• _Given task_: Repeat the rows below word for word, but leave out the pictures.

Entries for bounding box labeling

——————

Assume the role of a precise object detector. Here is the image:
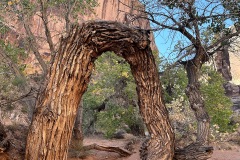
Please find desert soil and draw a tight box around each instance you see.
[68,136,240,160]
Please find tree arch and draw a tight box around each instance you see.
[25,21,174,160]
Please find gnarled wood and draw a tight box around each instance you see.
[174,143,213,160]
[25,21,174,160]
[83,143,132,157]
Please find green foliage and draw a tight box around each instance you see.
[201,67,234,132]
[161,63,235,132]
[83,52,141,137]
[97,104,142,138]
[161,67,188,103]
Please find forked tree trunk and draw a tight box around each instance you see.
[186,62,210,145]
[25,21,174,160]
[174,50,213,160]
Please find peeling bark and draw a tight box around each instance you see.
[25,21,174,160]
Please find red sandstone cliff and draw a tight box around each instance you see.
[2,0,158,74]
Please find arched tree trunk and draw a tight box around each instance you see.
[25,21,174,160]
[73,101,83,146]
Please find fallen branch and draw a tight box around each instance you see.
[83,143,132,157]
[174,143,213,160]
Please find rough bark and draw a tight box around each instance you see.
[73,101,83,145]
[174,49,213,160]
[83,144,132,157]
[25,21,174,160]
[185,62,210,145]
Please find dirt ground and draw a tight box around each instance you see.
[68,136,240,160]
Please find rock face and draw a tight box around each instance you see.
[4,0,158,74]
[215,28,240,111]
[91,0,158,51]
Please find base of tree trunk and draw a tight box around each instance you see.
[83,143,132,157]
[174,143,213,160]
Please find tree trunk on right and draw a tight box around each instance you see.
[174,50,213,160]
[185,61,210,145]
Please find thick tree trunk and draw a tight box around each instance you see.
[25,21,174,160]
[73,101,83,146]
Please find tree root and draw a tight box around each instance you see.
[174,143,213,160]
[83,143,132,157]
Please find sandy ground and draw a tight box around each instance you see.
[68,137,240,160]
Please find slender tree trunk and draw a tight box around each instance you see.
[22,15,48,77]
[185,51,210,145]
[25,21,174,160]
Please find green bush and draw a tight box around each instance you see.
[97,105,143,138]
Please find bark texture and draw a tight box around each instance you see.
[25,21,174,160]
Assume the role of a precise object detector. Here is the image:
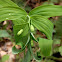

——————

• _Exercise result_:
Assume the role of a precise object detector. Here is the image:
Please find desert soil and draw a tight box around each instance you see.
[68,136,240,160]
Please find tree arch and draw a tight box around each instance you see.
[25,21,174,160]
Please find gnarled wood and draw a tight box around each instance you see.
[174,143,213,160]
[25,21,174,160]
[83,143,132,157]
Please find green foliage and draw a tight box around each instance you see.
[201,67,234,132]
[161,63,235,132]
[83,52,141,137]
[97,104,142,138]
[161,67,188,103]
Please find forked tree trunk and draw a tight box around each instance you see.
[186,62,210,145]
[25,21,174,160]
[174,50,213,160]
Please find peeling bark and draw a tight box around each instance you see.
[25,21,174,160]
Please find red sandstone cliff and draw a tight box around each instance you see.
[2,0,158,74]
Please find arched tree trunk and draw a tight box around each instance you see.
[25,21,174,160]
[73,101,83,146]
Please find fallen branch and draw a tight box around each instance you see.
[83,143,132,157]
[174,143,213,160]
Please find rough bark and draw a tight box around each instance you see.
[73,101,83,145]
[174,49,213,160]
[83,144,132,157]
[25,21,174,160]
[185,62,210,145]
Please find dirt ground and draw a tight box around each instance you see.
[68,136,240,160]
Please find rock face and draw a tight box around each instance you see.
[4,0,158,74]
[215,28,240,111]
[91,0,158,51]
Please find base of tree trunk and draw a tight box around each instance you see.
[83,143,132,157]
[174,143,213,160]
Please find tree trunk on right and draw a tight box around each instance you see.
[174,50,213,160]
[185,61,210,145]
Please find thick tree trunk and draw a tight box around each instance you see.
[25,21,174,160]
[73,101,83,146]
Please find tree root and draw a tight box around each instance you see.
[174,143,213,160]
[83,143,132,157]
Please find sandy ground and draw a tight box around each instance you see.
[68,137,240,160]
Please find slender tree trunk and draw a tight box around each instance you see.
[22,15,48,77]
[185,51,210,145]
[25,21,174,160]
Please find green bush and draw a tight box around each instance you see.
[97,105,143,138]
Please find bark texture and draw a tight box around each instance you see.
[25,21,174,160]
Assume the role of a precise object detector. Here is the image:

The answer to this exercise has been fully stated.